══ DATA FOR REVIEW ══

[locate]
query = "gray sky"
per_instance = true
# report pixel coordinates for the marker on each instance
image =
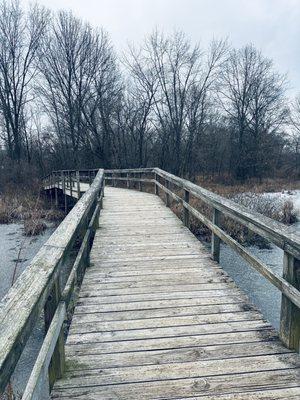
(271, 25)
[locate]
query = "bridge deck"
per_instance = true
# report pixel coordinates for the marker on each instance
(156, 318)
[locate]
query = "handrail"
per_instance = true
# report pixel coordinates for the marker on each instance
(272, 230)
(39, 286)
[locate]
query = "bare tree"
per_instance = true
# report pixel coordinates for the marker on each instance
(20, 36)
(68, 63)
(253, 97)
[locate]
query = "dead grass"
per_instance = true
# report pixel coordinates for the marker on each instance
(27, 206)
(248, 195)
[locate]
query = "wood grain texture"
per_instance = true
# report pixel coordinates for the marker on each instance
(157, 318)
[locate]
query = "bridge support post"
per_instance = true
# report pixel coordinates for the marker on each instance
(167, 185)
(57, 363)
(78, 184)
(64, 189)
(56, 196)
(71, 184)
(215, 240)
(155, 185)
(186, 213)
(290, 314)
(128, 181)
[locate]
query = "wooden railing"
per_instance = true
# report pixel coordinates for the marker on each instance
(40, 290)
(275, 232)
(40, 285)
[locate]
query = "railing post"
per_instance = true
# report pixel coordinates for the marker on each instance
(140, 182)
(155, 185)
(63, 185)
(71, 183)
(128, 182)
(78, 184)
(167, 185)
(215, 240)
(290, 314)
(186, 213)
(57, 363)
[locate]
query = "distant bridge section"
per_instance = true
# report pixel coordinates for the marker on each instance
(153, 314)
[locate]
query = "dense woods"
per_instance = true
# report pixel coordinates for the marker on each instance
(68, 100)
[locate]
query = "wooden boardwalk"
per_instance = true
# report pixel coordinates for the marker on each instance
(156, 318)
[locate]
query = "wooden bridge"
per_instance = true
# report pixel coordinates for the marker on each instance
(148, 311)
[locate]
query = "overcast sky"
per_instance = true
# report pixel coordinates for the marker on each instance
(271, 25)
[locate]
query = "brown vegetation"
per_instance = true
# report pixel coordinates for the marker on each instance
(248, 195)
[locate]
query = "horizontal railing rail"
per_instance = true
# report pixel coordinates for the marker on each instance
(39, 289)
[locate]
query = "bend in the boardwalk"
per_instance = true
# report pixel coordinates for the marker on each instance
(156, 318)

═══

A word-for-word copy of the data above is needed, one that omits the pictures.

▶ **EXERCISE OUTPUT**
[locate]
query = "gray sky"
per_instance = true
# report pixel coordinates for the marker on each instance
image =
(271, 25)
[locate]
query = "bridge deck"
per_instance = true
# report pixel coordinates for the marker on each instance
(156, 318)
[locate]
query = "handrail"
per_instance = true
# report pixel coordinates for the marker on each instance
(272, 230)
(39, 286)
[locate]
query = "bare tree"
per_instance = true
# report pixel coordinates for the marker on each instance
(20, 36)
(68, 63)
(253, 97)
[locate]
query = "dead grass"
per_instance = true
# report pixel coordinates for the marker on each instance
(27, 206)
(248, 195)
[locate]
query = "wood grain texture"
per_instance = true
# report pixel coordinates for the marker on each instance
(157, 318)
[locate]
query = "bridge support post"
per_instance = true
# report pixel coordinates for the marker on each instance
(167, 185)
(57, 363)
(78, 184)
(64, 189)
(56, 196)
(71, 184)
(215, 240)
(155, 185)
(186, 213)
(290, 314)
(128, 181)
[locate]
query = "wooden railing"
per_instance = true
# report pixel coordinates for the marker on each instance
(40, 290)
(275, 232)
(40, 285)
[locate]
query = "railing post"
per_instance = true
# report pixel coordinates for the marker on each instance
(140, 182)
(155, 185)
(63, 185)
(71, 183)
(128, 182)
(78, 184)
(167, 185)
(215, 240)
(290, 314)
(186, 213)
(57, 363)
[locate]
query = "distant bridge section"
per_instance = true
# report pixel coordinates for the marker on each instance
(153, 314)
[locate]
query = "dense woods"
per_instance = true
# report pixel coordinates for the marker on each instance
(68, 100)
[locate]
query = "wooden boardwalk"
per_instance = true
# report pixel coordinates for the marker on each instance
(156, 318)
[locate]
query = "wooden bridge"
per_instance = true
# report pixel coordinates for the marker on each instance
(148, 311)
[locate]
query = "overcast sky"
per_instance = true
# report pixel coordinates for the marker on each instance
(271, 25)
[locate]
query = "brown vegetation"
per_instance = true
# report pixel coordinates for the marker on each instance
(248, 195)
[locate]
query = "horizontal railing rail"
per_instance = true
# report pixel coordinates for the marker on each instance
(39, 289)
[locate]
query = "bend in the boardwalk"
per_instance = true
# report pixel coordinates for the marker on each instance
(156, 318)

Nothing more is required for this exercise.